-- start --

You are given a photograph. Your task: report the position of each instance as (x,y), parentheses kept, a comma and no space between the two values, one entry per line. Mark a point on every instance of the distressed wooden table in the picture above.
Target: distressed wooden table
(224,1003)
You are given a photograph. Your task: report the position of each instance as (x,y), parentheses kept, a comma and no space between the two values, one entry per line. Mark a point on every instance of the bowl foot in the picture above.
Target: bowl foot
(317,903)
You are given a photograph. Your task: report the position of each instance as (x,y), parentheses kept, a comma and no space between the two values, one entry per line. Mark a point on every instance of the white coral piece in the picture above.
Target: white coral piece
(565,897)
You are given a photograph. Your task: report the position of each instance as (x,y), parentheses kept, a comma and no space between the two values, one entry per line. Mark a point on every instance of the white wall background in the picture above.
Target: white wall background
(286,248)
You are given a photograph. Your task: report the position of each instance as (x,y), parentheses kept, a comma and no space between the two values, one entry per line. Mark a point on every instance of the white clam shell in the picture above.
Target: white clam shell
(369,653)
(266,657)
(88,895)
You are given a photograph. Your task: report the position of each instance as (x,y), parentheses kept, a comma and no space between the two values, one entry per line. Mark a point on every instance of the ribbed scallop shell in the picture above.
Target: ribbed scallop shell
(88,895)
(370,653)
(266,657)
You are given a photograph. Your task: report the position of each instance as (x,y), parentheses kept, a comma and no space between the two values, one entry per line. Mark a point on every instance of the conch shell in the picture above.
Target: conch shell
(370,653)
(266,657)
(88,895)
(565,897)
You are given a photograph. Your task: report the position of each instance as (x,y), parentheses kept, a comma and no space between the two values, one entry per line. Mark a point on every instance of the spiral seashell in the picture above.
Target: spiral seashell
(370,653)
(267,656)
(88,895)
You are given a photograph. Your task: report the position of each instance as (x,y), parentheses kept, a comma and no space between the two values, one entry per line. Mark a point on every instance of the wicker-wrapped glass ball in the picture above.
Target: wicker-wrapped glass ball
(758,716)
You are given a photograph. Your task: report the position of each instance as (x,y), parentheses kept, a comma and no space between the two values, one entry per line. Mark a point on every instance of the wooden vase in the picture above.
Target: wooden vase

-- end --

### WHAT YOU ARE ASKED TO DO
Reproduce all of the data above word for word, keeping every line in its original order.

### ANSWER
You are given a photograph. Your task: report the position of each instance as (x,y), parentheses kept, a comma and no space between the two values, one entry per line. Mark a point on every instance of the distressed wooden table in the picture above.
Target: distressed wooden table
(224,1003)
You are given a photograph. Your task: report the position of each instance as (x,y), parentheses kept, a comma and no space between the two values, one entry per line. Mark a point on every instance of the bowl foot in the picture above.
Target: bowl foot
(317,903)
You are given a photograph. Your task: report the position of each instance as (x,y), parentheses kept, a comma and no space between the two values, one entry per line. Mark a point on every instance of the white coral piece in the picture above.
Target: white coral piece
(565,897)
You are given a photograph. Your task: report the position of each instance as (x,y), parentheses kept, a comma and no space between the two values, one entry per line. Mark a point on every instance of the white wall background in the picture above.
Target: white wall background
(286,248)
You are given a photograph. Your task: report the position of each instance as (x,y), parentheses kept, a comma and no space between the two values, one entry per line. Mark a point on every instance of the white clam shell in the picture above.
Target: white clam shell
(369,653)
(266,657)
(88,895)
You are given a photograph. Your task: report the position of each instance as (x,y), parentheses kept, a comma and no space between the two values, one entry per line. Mark a point on every instance of the ribbed scallop shell in the picture above.
Target: ribbed scallop shell
(88,895)
(370,653)
(266,657)
You are given a photograph. Your task: report the position of each instance as (x,y), parentheses kept, a comma and no space between the two values, one entry per line. Mark a point on every instance of the conch shell in the picture above.
Target: conch shell
(370,653)
(266,657)
(88,895)
(565,897)
You are given a photograph. Your task: report the position of each instance as (x,y), parentheses kept, a comma and no space between the two values, one entry per line. Mark a point on every instance of the spiral seashell in the picture above.
Target: spiral seashell
(370,653)
(267,656)
(88,895)
You are given a photograph. Your task: report the position of each instance as (x,y), parentheses kept, a comma and no space between the two values, one entry per line. Mark a point on every instance of the wicker-wrapped glass ball in the picture above.
Target: wicker-wrapped glass ball
(758,716)
You are given a photograph. Your task: report the position of each instance as (x,y), parentheses kept, a comma and no space between the two values, one entry per line. Mark a point on every instance of the wooden vase in the picture above.
Target: wooden vase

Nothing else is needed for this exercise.